(Point annotation records)
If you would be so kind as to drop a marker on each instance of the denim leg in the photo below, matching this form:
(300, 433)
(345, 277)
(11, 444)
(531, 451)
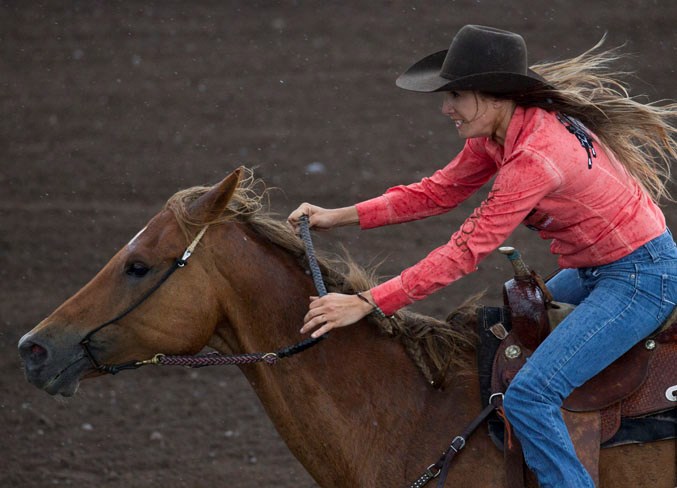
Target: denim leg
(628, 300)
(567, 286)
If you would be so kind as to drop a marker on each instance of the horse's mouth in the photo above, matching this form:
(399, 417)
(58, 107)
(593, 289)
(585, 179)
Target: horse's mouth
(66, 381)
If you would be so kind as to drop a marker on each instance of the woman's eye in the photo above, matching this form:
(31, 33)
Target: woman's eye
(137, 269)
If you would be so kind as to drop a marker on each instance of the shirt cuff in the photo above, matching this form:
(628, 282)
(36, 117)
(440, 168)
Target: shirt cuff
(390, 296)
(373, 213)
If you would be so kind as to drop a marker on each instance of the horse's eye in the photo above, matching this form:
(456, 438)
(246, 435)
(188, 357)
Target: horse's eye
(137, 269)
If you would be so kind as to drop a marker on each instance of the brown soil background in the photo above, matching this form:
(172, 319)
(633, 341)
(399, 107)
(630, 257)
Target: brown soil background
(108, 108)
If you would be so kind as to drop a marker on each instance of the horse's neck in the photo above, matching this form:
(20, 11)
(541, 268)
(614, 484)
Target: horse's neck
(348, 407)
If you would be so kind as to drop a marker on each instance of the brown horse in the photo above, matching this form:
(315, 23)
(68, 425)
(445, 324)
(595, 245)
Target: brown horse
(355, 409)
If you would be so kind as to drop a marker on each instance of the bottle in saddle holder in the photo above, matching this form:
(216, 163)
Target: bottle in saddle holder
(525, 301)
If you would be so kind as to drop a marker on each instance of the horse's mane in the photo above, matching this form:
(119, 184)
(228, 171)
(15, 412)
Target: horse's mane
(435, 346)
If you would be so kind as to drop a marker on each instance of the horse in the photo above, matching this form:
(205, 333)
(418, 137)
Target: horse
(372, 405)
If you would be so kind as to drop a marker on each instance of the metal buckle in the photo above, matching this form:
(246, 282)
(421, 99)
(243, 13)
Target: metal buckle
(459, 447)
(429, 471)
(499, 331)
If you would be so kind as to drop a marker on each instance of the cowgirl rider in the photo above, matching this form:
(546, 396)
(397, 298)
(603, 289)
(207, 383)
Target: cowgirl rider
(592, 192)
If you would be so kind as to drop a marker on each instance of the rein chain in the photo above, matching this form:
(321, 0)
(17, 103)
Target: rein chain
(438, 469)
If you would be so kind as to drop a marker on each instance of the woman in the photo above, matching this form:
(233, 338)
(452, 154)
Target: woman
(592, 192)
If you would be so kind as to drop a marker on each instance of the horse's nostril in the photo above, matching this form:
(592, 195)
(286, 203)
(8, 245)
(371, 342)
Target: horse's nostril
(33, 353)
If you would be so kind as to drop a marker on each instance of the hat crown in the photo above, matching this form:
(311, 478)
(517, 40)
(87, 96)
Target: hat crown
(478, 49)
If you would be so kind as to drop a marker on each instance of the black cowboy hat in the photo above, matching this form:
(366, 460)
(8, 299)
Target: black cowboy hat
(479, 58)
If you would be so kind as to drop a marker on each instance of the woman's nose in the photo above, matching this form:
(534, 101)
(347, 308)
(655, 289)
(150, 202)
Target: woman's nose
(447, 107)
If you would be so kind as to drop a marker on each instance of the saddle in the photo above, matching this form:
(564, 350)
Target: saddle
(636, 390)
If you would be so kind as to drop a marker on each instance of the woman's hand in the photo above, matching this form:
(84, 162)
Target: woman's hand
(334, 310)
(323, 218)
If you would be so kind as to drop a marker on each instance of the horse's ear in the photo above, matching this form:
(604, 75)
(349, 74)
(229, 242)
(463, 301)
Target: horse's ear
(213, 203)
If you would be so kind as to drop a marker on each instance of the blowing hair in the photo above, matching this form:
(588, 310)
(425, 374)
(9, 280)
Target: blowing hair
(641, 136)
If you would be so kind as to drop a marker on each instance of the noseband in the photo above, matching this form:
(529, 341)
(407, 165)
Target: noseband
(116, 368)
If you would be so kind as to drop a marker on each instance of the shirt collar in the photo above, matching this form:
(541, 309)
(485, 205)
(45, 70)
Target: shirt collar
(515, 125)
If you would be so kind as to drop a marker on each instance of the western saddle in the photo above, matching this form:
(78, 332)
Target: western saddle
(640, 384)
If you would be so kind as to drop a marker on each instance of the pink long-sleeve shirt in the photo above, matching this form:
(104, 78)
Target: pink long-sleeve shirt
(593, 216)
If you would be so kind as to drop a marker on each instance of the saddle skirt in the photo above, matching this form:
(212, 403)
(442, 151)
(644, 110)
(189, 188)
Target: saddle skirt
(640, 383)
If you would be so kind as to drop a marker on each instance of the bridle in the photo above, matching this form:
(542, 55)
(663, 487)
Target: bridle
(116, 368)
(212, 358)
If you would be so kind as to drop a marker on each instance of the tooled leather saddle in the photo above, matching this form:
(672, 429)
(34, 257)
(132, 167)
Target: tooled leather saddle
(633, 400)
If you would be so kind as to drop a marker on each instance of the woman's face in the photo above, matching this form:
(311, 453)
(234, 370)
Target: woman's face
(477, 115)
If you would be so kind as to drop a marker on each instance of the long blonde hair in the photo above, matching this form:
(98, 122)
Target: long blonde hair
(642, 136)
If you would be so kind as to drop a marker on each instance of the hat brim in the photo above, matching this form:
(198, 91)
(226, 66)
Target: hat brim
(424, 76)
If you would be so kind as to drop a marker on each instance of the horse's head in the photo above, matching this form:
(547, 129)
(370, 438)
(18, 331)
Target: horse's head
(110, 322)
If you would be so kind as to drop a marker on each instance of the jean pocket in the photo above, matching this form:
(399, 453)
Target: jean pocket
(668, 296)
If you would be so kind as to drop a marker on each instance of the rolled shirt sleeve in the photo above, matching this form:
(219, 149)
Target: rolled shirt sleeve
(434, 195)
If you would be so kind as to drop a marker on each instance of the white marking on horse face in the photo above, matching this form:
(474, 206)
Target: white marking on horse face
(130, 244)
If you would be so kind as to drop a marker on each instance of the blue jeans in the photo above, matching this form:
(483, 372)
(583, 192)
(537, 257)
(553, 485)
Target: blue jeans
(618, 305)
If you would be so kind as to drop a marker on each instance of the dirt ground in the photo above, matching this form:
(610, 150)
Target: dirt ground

**GOAL**
Rewrite every one of the entries above with each "drop a marker" replaced by "place a point", leaving all other wording unchanged. Omit the pictures from your version.

**SOLVED PROBLEM**
If you would be so kind as to place a point on each instance of the denim leg in the photo below, matching this form:
(300, 433)
(345, 277)
(11, 444)
(531, 451)
Target: denim leg
(628, 300)
(567, 286)
If you would be so kind as to place a point on each instance of the horse's mouth in the photo above, matching this form:
(399, 417)
(58, 107)
(593, 289)
(585, 179)
Target: horse's mouth
(66, 381)
If you would be so kind as to place a point on each instance of the woman's eye in the photo above, matching this form:
(31, 33)
Target: woman's eye
(137, 269)
If you would be so kind as to place a point on each instance of the shirt cuff in the photo above, matching this form:
(628, 282)
(36, 117)
(440, 168)
Target: shirt cuff
(390, 296)
(373, 213)
If you would be so kind as to place a point on each instance of the horse's eye in the photo above, matching this form:
(456, 438)
(246, 435)
(188, 357)
Target: horse's eye
(137, 269)
If you would be so kind as to place a point on each instance of the brown soil background in the photo above, matching this form:
(172, 319)
(633, 341)
(399, 107)
(630, 257)
Target: brown soil background
(108, 108)
If you would be so kind as to place a point on each instance of the horse's neck in the photo above, matching this form:
(20, 11)
(541, 268)
(614, 484)
Target: horse's neck
(348, 407)
If you would be so kind as to place a point on each instance of the brown horse in the photo above, matching this form:
(315, 23)
(68, 425)
(445, 324)
(595, 245)
Target: brown horse
(355, 409)
If you would be so kind as to place a point on each instance of the bottle in saddle holder in the photo above, matching this form:
(216, 163)
Target: bottle in saddle holder
(525, 301)
If you would be so kind as to place a point on each instance of the horse's mane in the photo above, matching this form:
(119, 184)
(228, 171)
(15, 412)
Target: horse's mane
(435, 346)
If you would be so kind as to place a point on each instance of the horse in the photo above, matching this form:
(205, 333)
(418, 137)
Target: horse
(372, 405)
If you would be so kind as to place a point on each instance of the metal buckle in the photo above, matching this form:
(246, 282)
(421, 99)
(243, 13)
Target: metal buckle
(459, 447)
(429, 471)
(499, 331)
If you would be so kind as to place a point on each instance of the cowgirl rider in the photo above, matching this form:
(546, 396)
(397, 298)
(603, 289)
(207, 383)
Target: cowgirl rider
(592, 192)
If you would be so kind as to place a point on each instance of the rein chain in the photo above, matching this form:
(321, 0)
(17, 103)
Target: rein chain
(438, 469)
If you would be so kind as to place a point on each instance of the woman in the photo above, matching this form:
(233, 338)
(452, 154)
Target: woman
(592, 192)
If you would be so kind as to place a point on each instance of the horse's nostril in the photo above, matching this form:
(592, 195)
(286, 203)
(8, 245)
(371, 342)
Target: horse's nostril
(33, 353)
If you would be so kind as to place a point on each instance of the hat crown in the photo above, matching this form:
(311, 478)
(517, 40)
(87, 96)
Target: hat crown
(478, 49)
If you would be so kind as to place a point on each instance of the black cowboy hat in the photo above, matching this form:
(366, 460)
(8, 299)
Target: black cowboy hat
(479, 58)
If you would be so kind as to place a point on each instance of the woman's nose in the photo above, matching this form:
(534, 101)
(347, 308)
(655, 289)
(150, 202)
Target: woman's nose
(447, 107)
If you would be so kind as to place a point on each instance of the saddle in the photo above, matching this form:
(564, 350)
Target: saddle
(636, 390)
If you would be so kind as to place a point on each instance of the woman's hand in the photo above, matching this form:
(84, 162)
Target: woman's hand
(334, 310)
(323, 218)
If you would be so kind as to place a point on each instance of the horse's ear in the photo above, matching this form:
(604, 75)
(349, 74)
(229, 242)
(463, 301)
Target: horse's ear
(213, 203)
If you would be so kind as to place a point on each instance of the blowing hair in the photo above, matching this form:
(588, 310)
(425, 374)
(9, 280)
Target: blowing hair
(641, 136)
If you would be so kind as to place a point on each instance of the noseband in the photo above, matching this form:
(529, 341)
(407, 165)
Target: noseband
(116, 368)
If you would be so kind as to place a point on each instance of the shirt collar in the photo above, matching this form:
(541, 309)
(485, 205)
(45, 70)
Target: shirt collar
(515, 125)
If you would be so kind as to place a point on each instance of the western saddle in the photo above, matching this form:
(78, 332)
Target: western saddle
(640, 384)
If you would be so kind as to place a point on each instance of the pink long-sleeve shirt in the photo above, matching this form:
(104, 78)
Target: pink long-sleeve shirt
(593, 216)
If you would be so kind as to place a point on each instance of the saddle skirt in the photo above, matching this form:
(212, 403)
(442, 151)
(644, 110)
(189, 188)
Target: saddle skirt
(640, 383)
If you would be so kind as to place a point on each instance of the bridle in the photo above, matching this form:
(542, 55)
(663, 487)
Target: bridle
(116, 368)
(212, 358)
If you would be so kind as to place a point on each instance of the tooled leather saddle in the photo above, matching this form:
(672, 429)
(34, 257)
(132, 167)
Target: tooled leather saddle
(633, 400)
If you would be so kind as to place a point on each instance of the woman's face in the photo above, matching this form:
(311, 453)
(234, 370)
Target: woman's face
(477, 115)
If you would be so kind as to place a point on each instance of the long blonde hair in the photo above, matching this form:
(98, 122)
Target: long blonde hair
(642, 136)
If you would be so kind as to place a point on each instance of the hat brim in the photo above, matching this form:
(198, 91)
(226, 66)
Target: hat brim
(424, 76)
If you would be so kind as to place a point on each instance of the horse's head in the photo above, matching this form:
(547, 129)
(370, 438)
(18, 331)
Target: horse's head
(110, 322)
If you would be so kind as to place a point on each instance of the jean pocket in the photo above, matching this form:
(399, 453)
Target: jean pocket
(668, 296)
If you would be so kind as to place a point on each instance of the rolled shirt sleeve in the photo above, matching this form:
(219, 149)
Target: rolled shirt sleeve
(434, 195)
If you would be so kind as to place a point on each instance of the white marking on horse face in the photo above, matching this form:
(474, 206)
Target: white marking on horse face
(130, 244)
If you would be so kind as to place a point on each instance of the blue jeans in the photo above, matching this form:
(483, 372)
(583, 192)
(537, 257)
(553, 485)
Target: blue jeans
(618, 305)
If you would be so kind as to place a point on each instance of the dirt ground in the photo above, matching this form:
(610, 150)
Target: dirt ground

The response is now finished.